Saved data

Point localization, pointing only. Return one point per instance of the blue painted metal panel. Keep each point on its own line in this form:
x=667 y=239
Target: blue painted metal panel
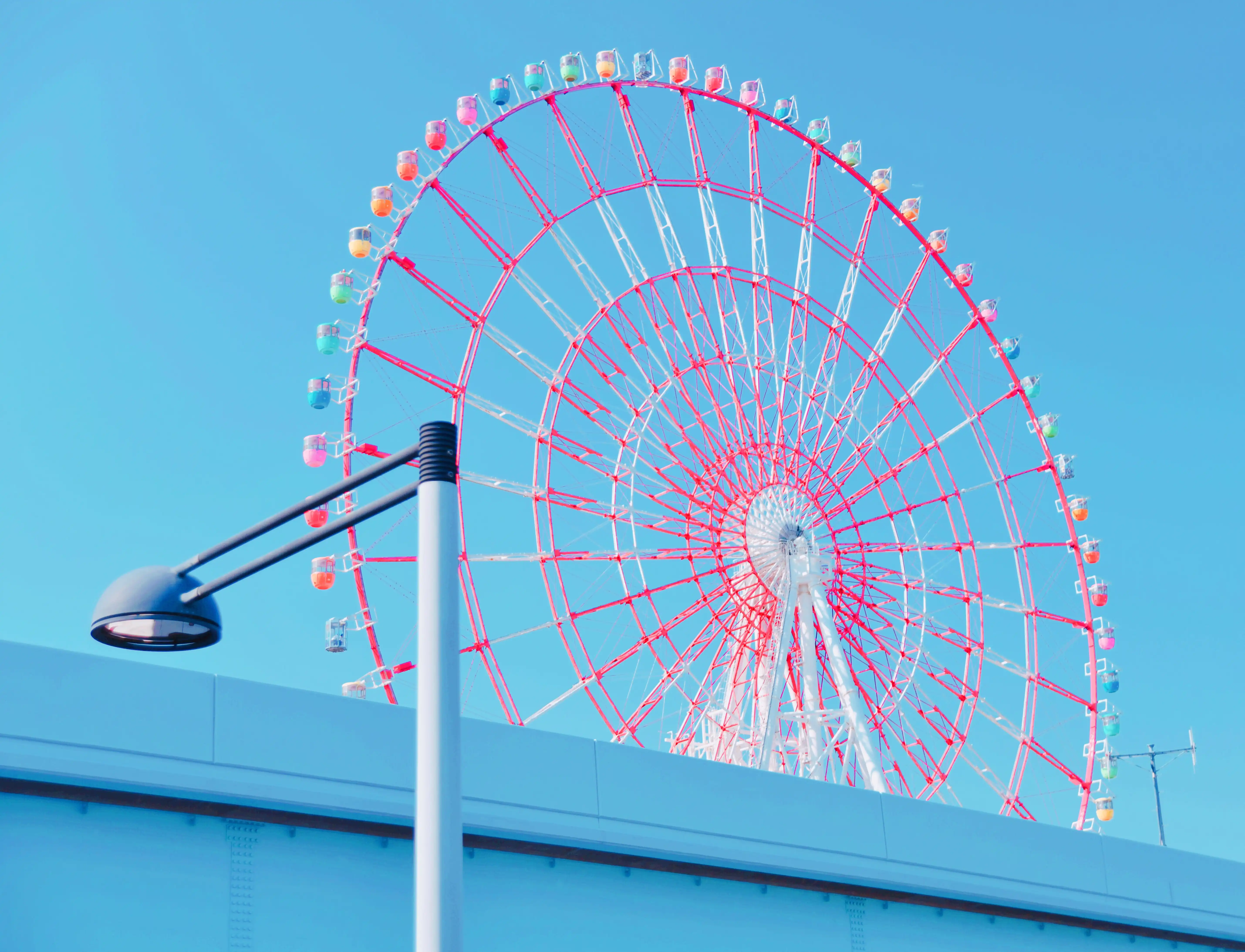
x=655 y=791
x=938 y=839
x=258 y=745
x=302 y=732
x=73 y=699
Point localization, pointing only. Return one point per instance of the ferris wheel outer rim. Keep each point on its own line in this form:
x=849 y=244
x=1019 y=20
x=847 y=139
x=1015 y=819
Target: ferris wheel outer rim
x=755 y=115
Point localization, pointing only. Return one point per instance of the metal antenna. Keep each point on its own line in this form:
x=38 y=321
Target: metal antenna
x=1155 y=773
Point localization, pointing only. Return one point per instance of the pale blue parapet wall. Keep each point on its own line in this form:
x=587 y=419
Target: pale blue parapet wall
x=120 y=725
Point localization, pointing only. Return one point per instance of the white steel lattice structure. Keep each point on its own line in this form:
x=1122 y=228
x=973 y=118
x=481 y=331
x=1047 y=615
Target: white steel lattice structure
x=745 y=468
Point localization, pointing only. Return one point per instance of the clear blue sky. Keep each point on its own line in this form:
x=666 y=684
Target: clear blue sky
x=175 y=188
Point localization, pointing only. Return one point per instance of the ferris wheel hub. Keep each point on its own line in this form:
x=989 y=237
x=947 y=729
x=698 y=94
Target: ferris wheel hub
x=777 y=529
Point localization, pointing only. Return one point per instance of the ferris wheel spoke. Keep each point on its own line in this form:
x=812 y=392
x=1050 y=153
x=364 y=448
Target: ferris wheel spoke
x=481 y=645
x=709 y=213
x=886 y=577
x=724 y=360
x=706 y=636
x=653 y=391
x=475 y=227
x=542 y=209
x=457 y=307
x=426 y=376
x=669 y=365
x=797 y=336
x=613 y=226
x=870 y=371
x=724 y=288
x=843 y=312
x=674 y=251
x=617 y=555
x=369 y=625
x=878 y=432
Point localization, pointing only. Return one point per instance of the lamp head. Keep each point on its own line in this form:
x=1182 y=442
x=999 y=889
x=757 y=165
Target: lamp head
x=144 y=611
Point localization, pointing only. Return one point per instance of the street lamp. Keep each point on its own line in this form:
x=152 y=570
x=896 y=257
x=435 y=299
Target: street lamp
x=161 y=609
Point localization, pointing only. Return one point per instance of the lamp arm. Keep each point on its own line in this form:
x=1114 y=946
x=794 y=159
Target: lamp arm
x=307 y=542
x=296 y=511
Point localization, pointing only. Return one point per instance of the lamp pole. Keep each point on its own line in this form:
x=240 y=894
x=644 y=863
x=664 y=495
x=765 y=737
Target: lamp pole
x=165 y=609
x=439 y=825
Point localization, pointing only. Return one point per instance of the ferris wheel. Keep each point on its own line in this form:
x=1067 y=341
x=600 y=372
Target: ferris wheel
x=746 y=473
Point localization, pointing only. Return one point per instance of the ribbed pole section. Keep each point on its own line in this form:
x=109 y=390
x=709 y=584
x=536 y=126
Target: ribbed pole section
x=439 y=827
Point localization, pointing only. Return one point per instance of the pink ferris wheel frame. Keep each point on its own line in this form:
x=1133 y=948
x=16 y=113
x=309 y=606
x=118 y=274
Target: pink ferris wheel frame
x=719 y=275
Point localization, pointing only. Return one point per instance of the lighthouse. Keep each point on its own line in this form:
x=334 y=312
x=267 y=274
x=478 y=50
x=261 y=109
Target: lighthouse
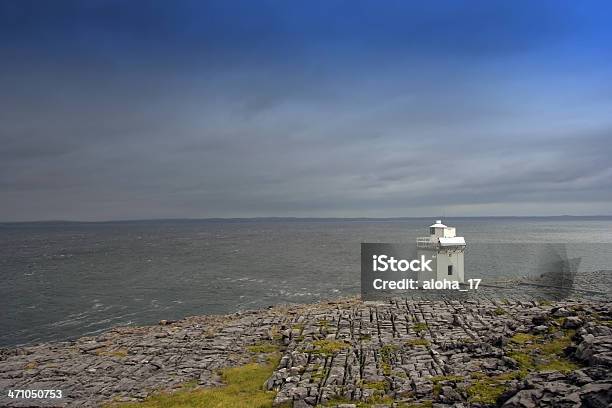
x=446 y=249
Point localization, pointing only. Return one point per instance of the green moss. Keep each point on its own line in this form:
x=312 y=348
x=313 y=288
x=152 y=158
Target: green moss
x=323 y=323
x=264 y=347
x=423 y=404
x=376 y=385
x=499 y=311
x=371 y=402
x=522 y=338
x=441 y=378
x=419 y=327
x=417 y=342
x=328 y=347
x=538 y=353
x=485 y=391
x=244 y=388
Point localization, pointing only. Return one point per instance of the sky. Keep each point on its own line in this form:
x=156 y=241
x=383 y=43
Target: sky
x=194 y=109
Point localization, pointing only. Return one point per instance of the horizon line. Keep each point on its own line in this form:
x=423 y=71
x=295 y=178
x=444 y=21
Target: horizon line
x=288 y=218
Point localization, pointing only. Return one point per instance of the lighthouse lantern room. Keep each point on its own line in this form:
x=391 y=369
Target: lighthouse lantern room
x=446 y=249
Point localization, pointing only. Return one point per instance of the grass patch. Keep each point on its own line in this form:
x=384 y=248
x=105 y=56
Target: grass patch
x=244 y=388
x=440 y=378
x=522 y=338
x=265 y=347
x=376 y=385
x=424 y=404
x=328 y=347
x=385 y=357
x=499 y=311
x=485 y=391
x=537 y=353
x=419 y=327
x=371 y=402
x=417 y=342
x=120 y=352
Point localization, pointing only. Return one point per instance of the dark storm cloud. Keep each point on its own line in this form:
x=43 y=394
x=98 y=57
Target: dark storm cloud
x=205 y=109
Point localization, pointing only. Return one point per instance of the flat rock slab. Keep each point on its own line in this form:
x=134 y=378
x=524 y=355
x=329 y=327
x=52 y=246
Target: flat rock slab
x=345 y=351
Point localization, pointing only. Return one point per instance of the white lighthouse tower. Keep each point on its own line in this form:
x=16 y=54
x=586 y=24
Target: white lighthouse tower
x=446 y=249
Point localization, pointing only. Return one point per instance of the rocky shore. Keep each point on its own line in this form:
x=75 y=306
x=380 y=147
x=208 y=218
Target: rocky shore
x=414 y=353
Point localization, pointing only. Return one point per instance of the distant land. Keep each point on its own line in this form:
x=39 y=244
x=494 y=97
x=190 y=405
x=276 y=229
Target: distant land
x=312 y=219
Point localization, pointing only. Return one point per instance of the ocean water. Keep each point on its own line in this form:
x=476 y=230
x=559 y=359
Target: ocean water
x=64 y=280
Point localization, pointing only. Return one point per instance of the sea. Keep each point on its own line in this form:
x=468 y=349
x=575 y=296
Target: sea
x=63 y=280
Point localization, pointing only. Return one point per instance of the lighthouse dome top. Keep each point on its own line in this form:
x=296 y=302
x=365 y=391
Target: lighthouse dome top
x=438 y=224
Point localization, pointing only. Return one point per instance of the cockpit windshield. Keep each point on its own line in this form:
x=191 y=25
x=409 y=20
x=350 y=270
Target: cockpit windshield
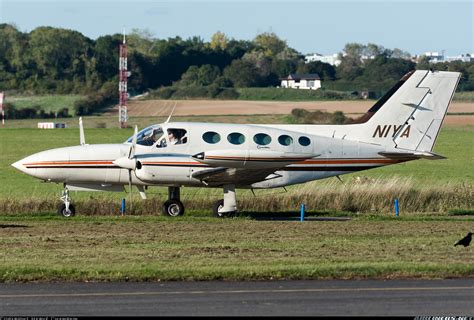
x=148 y=136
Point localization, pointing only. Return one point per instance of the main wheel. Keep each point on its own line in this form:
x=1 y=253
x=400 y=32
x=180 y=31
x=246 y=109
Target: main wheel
x=218 y=205
x=173 y=208
x=67 y=213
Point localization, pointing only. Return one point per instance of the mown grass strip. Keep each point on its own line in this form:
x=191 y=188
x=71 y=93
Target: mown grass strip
x=196 y=248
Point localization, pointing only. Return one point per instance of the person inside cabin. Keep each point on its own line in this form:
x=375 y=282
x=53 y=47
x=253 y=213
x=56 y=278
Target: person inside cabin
x=172 y=137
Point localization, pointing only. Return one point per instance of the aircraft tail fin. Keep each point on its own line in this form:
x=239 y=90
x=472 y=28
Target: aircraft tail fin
x=410 y=115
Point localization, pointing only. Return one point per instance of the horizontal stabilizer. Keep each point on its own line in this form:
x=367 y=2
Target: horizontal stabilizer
x=412 y=155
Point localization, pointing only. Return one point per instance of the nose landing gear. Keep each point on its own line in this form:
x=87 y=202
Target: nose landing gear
x=226 y=207
x=66 y=209
x=173 y=207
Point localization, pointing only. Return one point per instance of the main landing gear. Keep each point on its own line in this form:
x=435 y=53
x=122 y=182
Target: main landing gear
x=173 y=207
x=226 y=207
x=66 y=209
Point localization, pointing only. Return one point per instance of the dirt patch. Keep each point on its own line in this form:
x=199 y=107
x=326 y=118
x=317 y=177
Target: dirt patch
x=162 y=108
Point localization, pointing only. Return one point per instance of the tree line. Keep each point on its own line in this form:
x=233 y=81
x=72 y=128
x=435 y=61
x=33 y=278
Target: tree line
x=61 y=61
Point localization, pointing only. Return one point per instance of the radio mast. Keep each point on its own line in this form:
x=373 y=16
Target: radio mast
x=123 y=76
x=2 y=95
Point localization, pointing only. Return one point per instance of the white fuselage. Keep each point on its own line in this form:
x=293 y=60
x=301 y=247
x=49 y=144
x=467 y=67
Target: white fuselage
x=239 y=145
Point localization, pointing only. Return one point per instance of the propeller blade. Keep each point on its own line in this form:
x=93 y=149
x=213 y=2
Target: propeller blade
x=131 y=154
x=130 y=188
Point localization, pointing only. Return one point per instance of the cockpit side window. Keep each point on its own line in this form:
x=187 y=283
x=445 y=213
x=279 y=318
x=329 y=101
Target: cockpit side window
x=177 y=136
x=148 y=136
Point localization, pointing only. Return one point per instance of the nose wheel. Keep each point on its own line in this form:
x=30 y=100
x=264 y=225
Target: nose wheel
x=173 y=207
x=66 y=209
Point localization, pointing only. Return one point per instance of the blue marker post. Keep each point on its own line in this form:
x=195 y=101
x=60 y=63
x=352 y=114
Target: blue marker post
x=122 y=211
x=396 y=207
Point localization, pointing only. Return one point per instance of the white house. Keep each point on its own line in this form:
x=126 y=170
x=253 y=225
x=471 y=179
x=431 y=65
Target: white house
x=331 y=59
x=301 y=81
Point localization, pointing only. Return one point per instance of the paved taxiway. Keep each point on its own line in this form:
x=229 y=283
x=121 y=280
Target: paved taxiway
x=339 y=297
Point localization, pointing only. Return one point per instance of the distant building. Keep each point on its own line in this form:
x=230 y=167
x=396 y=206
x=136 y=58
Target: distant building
x=310 y=81
x=463 y=57
x=51 y=125
x=435 y=57
x=331 y=59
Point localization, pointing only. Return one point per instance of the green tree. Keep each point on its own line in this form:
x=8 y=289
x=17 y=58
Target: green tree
x=242 y=73
x=218 y=41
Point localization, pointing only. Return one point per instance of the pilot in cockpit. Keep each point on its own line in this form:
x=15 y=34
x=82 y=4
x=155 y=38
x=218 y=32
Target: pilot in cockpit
x=172 y=137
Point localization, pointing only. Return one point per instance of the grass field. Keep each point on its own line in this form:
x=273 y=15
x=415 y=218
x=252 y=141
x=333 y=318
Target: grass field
x=350 y=232
x=192 y=248
x=437 y=186
x=47 y=102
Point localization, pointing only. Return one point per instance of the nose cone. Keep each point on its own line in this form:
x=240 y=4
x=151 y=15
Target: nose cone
x=19 y=165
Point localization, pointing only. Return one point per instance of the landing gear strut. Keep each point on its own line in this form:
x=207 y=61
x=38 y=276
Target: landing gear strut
x=66 y=209
x=173 y=206
x=226 y=207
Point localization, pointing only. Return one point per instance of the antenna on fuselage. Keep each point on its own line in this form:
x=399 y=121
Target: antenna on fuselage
x=82 y=138
x=174 y=107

• **To do**
Please reproduce the lines from the one containing "wheel outer rim." through the one containing "x=120 y=725", with both of those lines included.

• **Result below**
Point localization, pointing only. Return one point per instance of the ferris wheel outer rim. Keep each point on its own line in this form:
x=849 y=244
x=1019 y=20
x=847 y=139
x=1015 y=819
Target: ferris wheel outer rim
x=755 y=115
Point localization, pointing only. Return one point per instance of the metal antenna. Keep each point on its own line in this form:
x=38 y=321
Target: metal antenna
x=1155 y=773
Point localization, pointing only. Return one point per instance of the pale blue parapet wall. Keep each point on its own line in this form:
x=587 y=419
Target: pale blue parapet wall
x=120 y=725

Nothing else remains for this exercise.